PROMPT:
Please give the data below again in full, exactly as it stands.

* * * * *

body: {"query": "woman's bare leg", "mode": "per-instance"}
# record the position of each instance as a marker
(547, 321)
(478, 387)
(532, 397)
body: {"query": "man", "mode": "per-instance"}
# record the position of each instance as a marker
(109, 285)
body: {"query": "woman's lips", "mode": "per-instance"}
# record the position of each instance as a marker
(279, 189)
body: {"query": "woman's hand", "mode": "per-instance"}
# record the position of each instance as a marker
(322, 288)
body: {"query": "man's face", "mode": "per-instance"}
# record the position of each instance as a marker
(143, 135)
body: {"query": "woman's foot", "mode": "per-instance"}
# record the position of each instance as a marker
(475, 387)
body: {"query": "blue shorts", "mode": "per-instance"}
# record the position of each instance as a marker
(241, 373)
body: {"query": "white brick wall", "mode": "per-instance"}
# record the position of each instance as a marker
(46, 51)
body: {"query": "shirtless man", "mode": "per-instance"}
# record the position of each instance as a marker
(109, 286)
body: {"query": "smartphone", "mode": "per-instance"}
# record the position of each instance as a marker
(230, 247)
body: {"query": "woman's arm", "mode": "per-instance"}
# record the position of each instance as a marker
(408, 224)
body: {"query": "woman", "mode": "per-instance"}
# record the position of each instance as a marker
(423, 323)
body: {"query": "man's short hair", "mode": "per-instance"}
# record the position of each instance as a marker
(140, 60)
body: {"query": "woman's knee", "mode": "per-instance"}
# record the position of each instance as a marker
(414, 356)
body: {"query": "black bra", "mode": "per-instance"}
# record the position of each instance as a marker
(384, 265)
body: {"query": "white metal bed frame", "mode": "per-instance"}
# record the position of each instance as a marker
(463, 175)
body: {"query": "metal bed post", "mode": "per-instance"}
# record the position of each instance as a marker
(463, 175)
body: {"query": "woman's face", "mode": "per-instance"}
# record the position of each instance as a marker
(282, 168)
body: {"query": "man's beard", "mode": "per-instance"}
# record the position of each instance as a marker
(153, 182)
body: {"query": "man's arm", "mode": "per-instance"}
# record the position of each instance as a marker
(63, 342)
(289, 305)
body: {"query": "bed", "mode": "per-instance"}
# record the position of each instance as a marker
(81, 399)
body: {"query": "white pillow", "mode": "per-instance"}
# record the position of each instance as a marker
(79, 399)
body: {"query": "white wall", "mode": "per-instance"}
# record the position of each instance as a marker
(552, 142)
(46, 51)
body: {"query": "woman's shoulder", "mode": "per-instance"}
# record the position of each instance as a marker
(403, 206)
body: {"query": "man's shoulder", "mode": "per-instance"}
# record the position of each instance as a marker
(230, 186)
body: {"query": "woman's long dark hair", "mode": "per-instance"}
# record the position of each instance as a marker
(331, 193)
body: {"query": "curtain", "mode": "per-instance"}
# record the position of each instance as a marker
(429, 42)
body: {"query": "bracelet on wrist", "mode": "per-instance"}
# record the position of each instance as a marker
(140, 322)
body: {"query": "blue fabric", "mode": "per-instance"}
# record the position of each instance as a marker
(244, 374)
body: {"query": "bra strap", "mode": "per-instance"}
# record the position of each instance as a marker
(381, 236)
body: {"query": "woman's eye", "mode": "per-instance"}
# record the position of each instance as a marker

* * * * *

RESPONSE AREA:
body: {"query": "woman's bare leg", "mode": "per-instance"}
# record the position of each instance as a marker
(547, 321)
(478, 387)
(532, 397)
body: {"query": "man", "mode": "per-instance"}
# record the position of each instance as a marker
(109, 285)
body: {"query": "woman's lips", "mode": "per-instance"}
# record the position of each instance as a marker
(279, 189)
body: {"query": "woman's hand", "mode": "per-instance"}
# record the position of each instance as a marker
(322, 288)
body: {"query": "man's face", "mode": "per-instance"}
# record the position of each instance as a marker
(143, 135)
body: {"query": "woman's foot", "mode": "per-instance"}
# record the position of each instance as a marker
(475, 387)
body: {"query": "blue shorts", "mode": "per-instance"}
# record the position of each instance as a marker
(241, 373)
body: {"query": "white brick wall", "mode": "per-instance"}
# record the position of each instance as a marker
(46, 51)
body: {"query": "shirtless man", "mode": "per-instance"}
# record the position of each instance as a marker
(109, 286)
body: {"query": "smartphone", "mode": "per-instance"}
# record the position of each instance as a marker
(230, 247)
body: {"query": "woman's arm", "mode": "per-instance"}
# record the position of each instance as a marker
(408, 224)
body: {"query": "woman", "mode": "per-instance"}
# record the position of each instance as a marker
(423, 323)
body: {"query": "man's short hair", "mode": "per-instance"}
# record the position of each instance as a marker
(140, 60)
body: {"query": "woman's knee", "mode": "per-instance"}
# record the position of each instance as a marker
(414, 356)
body: {"query": "black bra", "mode": "per-instance"}
# record the position of each instance as a marker
(384, 265)
body: {"query": "white metal bed frame", "mode": "per-instance"}
# record the position of each instance as a marker
(463, 175)
body: {"query": "metal bed post", "mode": "per-instance"}
# record the position of each instance as a marker
(463, 175)
body: {"query": "woman's face", "mode": "per-instance"}
# record the position of each instance as a marker
(282, 168)
body: {"query": "man's beard", "mode": "per-instance"}
# record the position of each instance as a marker
(153, 182)
body: {"query": "man's arm", "mode": "per-instance"}
# record the position of each instance as a marker
(63, 342)
(289, 305)
body: {"query": "bed", "mode": "per-instance"}
# record the position of each instance as a marker
(81, 399)
body: {"query": "white pillow", "mode": "per-instance"}
# record the position of each instance as a marker
(79, 399)
body: {"query": "white wall", "mode": "per-instance"}
# record the position of each instance as a marker
(552, 142)
(46, 51)
body: {"query": "woman's shoulder", "mode": "per-instance"}
# record the position of each instance as a marker
(403, 206)
body: {"query": "man's shoulder", "mode": "per-instance"}
# record the position of each instance as a marker
(230, 186)
body: {"query": "woman's long dark hair", "mode": "per-instance"}
# record the position of each instance as a marker
(331, 193)
body: {"query": "curtain", "mode": "per-instance"}
# record the position of each instance as a marker
(429, 42)
body: {"query": "bracelet on wrist", "mode": "per-instance"}
# record the position of each instance as a marker
(140, 322)
body: {"query": "blue fabric", "mode": "per-instance"}
# record the position of each instance as a marker
(244, 374)
body: {"query": "bra strap", "mode": "per-instance"}
# record the position of each instance as a marker
(381, 236)
body: {"query": "woman's eye", "mode": "per-instance"}
# record the position of each instance as a marker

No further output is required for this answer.